• ENTRIES:
========================
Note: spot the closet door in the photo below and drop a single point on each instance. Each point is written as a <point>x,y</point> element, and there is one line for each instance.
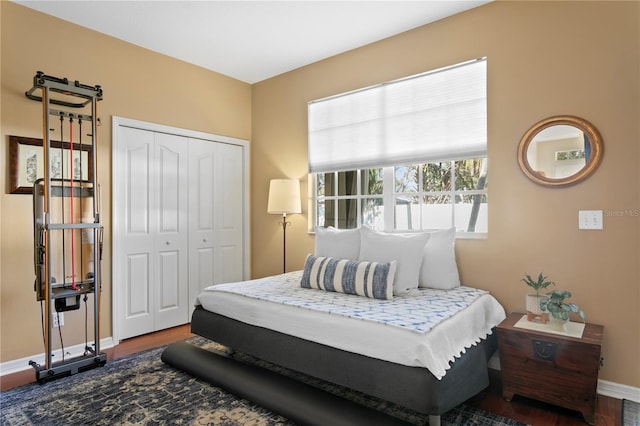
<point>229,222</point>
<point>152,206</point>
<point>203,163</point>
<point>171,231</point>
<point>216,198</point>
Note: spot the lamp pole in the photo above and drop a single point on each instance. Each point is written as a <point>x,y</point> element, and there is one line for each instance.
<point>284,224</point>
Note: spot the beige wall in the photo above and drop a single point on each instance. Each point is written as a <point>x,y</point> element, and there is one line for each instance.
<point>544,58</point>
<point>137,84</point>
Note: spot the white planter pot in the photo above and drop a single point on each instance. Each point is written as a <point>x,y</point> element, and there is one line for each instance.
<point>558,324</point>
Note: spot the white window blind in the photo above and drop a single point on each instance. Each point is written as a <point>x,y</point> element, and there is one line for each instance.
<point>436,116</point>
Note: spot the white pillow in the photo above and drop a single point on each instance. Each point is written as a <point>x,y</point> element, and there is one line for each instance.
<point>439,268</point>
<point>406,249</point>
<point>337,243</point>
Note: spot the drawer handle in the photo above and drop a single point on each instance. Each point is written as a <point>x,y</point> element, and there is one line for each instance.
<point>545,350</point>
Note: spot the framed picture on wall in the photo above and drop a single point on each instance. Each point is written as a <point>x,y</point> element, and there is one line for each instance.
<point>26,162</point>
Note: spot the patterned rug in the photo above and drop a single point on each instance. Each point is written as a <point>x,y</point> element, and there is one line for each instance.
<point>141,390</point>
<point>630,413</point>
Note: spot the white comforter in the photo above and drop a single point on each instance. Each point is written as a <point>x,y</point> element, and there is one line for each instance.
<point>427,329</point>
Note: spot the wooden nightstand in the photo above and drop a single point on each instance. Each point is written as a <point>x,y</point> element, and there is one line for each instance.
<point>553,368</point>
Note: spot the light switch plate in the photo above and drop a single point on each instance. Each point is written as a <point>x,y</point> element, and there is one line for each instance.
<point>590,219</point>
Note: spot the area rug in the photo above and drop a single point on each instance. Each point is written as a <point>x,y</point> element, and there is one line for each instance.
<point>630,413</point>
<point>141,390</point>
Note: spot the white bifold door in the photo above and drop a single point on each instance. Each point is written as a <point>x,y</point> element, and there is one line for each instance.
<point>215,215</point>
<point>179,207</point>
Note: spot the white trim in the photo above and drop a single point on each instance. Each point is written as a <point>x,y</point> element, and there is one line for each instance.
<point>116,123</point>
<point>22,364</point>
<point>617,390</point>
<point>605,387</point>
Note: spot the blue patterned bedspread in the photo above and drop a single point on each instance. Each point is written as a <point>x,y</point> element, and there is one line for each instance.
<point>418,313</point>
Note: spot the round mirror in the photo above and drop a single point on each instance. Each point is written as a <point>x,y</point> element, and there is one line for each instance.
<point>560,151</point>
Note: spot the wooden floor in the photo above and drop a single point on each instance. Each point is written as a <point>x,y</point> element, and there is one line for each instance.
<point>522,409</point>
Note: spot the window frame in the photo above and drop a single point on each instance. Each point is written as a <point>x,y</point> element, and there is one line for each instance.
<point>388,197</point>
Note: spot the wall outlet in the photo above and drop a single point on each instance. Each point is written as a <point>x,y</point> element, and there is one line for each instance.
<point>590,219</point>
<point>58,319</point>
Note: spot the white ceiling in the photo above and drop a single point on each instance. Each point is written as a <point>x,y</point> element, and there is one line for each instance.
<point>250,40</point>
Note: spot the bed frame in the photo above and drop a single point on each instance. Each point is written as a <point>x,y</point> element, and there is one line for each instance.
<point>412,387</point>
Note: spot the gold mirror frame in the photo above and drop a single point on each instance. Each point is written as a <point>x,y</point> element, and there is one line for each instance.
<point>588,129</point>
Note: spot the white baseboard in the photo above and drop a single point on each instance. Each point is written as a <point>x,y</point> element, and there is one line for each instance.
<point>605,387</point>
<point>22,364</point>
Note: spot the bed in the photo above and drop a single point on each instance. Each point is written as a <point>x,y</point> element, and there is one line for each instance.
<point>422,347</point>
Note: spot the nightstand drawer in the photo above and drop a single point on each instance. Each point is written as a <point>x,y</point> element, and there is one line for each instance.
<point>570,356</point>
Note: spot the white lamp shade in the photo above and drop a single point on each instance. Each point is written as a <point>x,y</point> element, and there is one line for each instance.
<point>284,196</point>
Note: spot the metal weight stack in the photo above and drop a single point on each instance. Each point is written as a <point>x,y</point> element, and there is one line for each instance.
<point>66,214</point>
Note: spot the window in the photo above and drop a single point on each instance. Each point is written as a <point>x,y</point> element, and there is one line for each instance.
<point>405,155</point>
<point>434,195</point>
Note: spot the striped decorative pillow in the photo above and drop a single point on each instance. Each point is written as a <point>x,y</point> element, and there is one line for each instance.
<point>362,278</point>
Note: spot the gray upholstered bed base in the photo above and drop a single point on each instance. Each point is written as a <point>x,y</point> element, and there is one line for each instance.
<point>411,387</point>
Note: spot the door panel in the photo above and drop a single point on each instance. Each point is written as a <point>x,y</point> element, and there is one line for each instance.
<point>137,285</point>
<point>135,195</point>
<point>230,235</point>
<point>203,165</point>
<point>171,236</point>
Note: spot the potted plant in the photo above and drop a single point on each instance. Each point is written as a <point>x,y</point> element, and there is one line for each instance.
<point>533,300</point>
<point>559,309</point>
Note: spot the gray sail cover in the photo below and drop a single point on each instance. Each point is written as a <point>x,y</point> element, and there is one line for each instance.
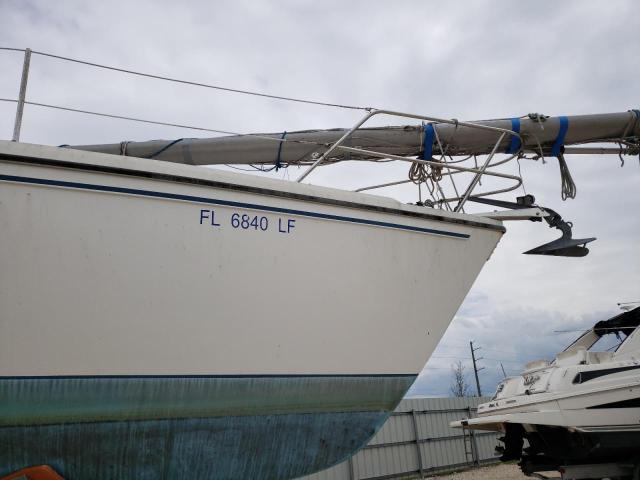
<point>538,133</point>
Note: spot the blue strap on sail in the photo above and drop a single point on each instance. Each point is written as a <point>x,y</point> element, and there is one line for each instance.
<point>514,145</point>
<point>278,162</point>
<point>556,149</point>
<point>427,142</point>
========================
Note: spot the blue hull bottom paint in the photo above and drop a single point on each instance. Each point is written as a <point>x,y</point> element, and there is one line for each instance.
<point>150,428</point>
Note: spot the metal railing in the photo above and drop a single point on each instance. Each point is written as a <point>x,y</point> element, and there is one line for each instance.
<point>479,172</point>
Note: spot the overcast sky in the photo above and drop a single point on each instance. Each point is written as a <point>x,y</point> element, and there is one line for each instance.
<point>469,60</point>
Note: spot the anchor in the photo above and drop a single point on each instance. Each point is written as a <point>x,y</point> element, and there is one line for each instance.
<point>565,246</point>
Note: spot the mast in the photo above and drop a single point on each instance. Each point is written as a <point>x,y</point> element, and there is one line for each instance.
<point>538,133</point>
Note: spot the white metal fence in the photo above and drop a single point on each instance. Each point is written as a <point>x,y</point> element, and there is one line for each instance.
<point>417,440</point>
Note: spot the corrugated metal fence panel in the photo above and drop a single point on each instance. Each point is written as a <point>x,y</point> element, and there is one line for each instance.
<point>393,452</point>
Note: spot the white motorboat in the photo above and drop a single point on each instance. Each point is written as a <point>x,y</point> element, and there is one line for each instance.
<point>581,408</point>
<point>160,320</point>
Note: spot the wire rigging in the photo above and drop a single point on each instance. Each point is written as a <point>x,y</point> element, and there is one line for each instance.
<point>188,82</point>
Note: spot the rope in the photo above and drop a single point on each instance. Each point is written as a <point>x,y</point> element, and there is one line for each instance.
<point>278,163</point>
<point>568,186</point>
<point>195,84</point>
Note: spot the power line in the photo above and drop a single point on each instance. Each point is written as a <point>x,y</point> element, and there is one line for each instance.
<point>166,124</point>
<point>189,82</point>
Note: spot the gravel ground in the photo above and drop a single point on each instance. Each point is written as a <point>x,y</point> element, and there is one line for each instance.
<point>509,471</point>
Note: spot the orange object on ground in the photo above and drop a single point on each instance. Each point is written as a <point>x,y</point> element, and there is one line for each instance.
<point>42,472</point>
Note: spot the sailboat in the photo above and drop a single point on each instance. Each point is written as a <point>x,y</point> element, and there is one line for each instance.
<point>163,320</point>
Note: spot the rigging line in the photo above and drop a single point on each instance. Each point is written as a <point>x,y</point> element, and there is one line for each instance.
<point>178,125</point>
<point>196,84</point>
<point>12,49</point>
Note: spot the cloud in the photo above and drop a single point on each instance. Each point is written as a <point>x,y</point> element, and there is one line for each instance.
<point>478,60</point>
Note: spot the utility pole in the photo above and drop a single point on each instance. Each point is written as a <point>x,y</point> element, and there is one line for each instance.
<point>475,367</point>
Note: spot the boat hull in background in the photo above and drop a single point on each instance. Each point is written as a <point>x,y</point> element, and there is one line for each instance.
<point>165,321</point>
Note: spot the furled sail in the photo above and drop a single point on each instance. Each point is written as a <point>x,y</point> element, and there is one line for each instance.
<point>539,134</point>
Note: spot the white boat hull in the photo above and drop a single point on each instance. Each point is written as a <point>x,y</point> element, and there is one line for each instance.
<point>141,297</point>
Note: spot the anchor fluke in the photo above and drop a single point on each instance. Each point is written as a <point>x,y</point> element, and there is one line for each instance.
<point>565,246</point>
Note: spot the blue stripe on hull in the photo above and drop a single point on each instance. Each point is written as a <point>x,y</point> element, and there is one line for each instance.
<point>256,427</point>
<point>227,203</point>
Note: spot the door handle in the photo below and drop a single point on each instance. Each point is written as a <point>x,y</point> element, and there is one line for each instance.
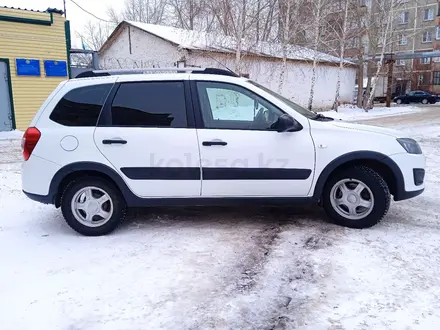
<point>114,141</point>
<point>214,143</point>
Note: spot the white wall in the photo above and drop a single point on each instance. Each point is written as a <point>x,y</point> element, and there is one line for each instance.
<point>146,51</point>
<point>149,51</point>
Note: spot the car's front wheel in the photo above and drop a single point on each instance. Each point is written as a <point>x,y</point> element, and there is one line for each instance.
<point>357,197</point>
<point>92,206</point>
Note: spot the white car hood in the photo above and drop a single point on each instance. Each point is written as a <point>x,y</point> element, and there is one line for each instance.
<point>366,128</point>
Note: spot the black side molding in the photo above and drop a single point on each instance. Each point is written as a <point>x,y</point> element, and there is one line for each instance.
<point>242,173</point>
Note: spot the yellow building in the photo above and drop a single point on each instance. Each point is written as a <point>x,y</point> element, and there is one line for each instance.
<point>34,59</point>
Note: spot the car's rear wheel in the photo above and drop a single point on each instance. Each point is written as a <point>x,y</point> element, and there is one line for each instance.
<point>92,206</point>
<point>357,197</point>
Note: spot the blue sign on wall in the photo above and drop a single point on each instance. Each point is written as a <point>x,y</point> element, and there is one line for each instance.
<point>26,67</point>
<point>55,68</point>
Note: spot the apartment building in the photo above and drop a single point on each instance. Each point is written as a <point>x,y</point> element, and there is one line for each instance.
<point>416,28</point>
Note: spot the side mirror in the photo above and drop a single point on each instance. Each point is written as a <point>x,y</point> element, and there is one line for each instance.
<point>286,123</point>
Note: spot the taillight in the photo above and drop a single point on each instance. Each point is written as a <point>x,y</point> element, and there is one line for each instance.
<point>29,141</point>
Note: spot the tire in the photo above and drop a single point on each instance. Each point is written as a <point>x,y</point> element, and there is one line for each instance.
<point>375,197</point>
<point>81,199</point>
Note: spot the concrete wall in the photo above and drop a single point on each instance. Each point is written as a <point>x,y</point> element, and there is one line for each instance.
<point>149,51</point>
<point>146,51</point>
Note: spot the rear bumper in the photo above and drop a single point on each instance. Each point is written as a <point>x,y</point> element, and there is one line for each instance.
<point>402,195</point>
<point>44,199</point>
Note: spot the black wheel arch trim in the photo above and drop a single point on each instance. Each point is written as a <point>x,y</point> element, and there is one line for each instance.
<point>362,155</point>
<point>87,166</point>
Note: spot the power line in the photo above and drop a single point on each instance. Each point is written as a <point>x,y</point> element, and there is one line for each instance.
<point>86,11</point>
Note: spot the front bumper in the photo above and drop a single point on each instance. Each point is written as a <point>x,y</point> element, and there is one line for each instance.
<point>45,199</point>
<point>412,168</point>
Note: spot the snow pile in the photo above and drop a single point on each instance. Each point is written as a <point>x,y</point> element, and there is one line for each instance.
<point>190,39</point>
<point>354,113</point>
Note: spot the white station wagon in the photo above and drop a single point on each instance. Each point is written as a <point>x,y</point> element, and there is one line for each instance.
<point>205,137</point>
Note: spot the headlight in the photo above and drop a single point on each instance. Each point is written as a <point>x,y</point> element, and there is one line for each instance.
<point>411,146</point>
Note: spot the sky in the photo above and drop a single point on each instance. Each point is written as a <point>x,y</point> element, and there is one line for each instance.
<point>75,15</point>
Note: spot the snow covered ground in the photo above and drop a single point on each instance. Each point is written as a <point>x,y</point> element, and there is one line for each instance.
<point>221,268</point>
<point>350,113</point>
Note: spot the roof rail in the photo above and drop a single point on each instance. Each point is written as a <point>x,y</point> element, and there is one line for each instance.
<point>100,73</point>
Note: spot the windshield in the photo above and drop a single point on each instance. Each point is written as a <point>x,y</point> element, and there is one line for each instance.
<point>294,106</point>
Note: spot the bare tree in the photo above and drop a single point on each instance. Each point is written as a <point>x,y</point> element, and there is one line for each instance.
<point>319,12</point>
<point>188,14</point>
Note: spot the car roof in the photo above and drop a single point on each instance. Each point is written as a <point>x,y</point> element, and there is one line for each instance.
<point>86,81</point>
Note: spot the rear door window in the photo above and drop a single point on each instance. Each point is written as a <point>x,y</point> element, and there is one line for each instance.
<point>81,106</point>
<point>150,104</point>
========================
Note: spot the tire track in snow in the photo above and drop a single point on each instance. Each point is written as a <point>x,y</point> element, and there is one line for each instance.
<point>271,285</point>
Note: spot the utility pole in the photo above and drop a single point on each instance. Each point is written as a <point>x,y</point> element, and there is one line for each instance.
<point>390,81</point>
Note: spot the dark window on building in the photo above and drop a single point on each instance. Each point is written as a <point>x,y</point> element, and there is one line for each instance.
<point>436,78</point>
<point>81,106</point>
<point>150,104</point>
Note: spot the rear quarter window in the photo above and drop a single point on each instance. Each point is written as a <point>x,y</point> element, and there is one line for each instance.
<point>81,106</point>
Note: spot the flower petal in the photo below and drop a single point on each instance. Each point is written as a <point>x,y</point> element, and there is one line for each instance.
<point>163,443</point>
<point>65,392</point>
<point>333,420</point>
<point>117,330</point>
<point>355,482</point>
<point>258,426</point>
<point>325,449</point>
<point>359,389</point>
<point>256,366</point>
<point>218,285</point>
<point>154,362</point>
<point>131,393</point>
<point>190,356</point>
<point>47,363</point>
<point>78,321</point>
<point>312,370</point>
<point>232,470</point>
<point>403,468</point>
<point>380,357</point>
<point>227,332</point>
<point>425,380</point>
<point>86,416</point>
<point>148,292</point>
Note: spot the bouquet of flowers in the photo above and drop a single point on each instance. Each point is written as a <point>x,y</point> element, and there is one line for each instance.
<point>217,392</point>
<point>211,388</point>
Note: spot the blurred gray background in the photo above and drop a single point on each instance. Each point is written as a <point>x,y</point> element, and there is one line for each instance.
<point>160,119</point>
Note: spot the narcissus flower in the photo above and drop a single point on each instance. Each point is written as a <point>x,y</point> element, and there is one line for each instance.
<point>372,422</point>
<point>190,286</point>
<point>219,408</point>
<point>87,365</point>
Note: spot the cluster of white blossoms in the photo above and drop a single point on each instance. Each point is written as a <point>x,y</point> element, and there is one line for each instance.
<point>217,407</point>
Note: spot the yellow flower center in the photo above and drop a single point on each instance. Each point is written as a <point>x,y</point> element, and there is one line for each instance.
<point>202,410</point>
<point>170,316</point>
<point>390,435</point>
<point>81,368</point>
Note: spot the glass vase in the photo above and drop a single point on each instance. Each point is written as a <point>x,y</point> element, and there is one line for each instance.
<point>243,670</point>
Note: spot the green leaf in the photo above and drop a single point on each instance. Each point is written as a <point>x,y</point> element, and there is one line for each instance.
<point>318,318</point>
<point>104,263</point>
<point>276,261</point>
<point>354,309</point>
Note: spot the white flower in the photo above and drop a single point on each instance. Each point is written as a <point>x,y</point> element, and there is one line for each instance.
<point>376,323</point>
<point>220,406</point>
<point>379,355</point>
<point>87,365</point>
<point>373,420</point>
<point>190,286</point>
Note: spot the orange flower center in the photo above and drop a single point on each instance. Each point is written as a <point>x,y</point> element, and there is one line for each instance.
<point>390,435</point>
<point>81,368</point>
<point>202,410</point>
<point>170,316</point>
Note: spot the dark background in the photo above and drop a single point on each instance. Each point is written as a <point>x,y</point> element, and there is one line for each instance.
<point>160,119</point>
========================
• WHAT IS NEEDED: Return, unaltered, each line of the entries above in which the string "anchor" appears.

• RESPONSE BELOW:
Note: spot the anchor in the photo above and drop a single point on each instance. Each point is written as a <point>x,y</point> element, and there is one line for each instance.
Note: spot the anchor fluke in the photo above and drop a single point on each instance. Each point is written as a <point>x,y</point> element, and there is one line for each instance.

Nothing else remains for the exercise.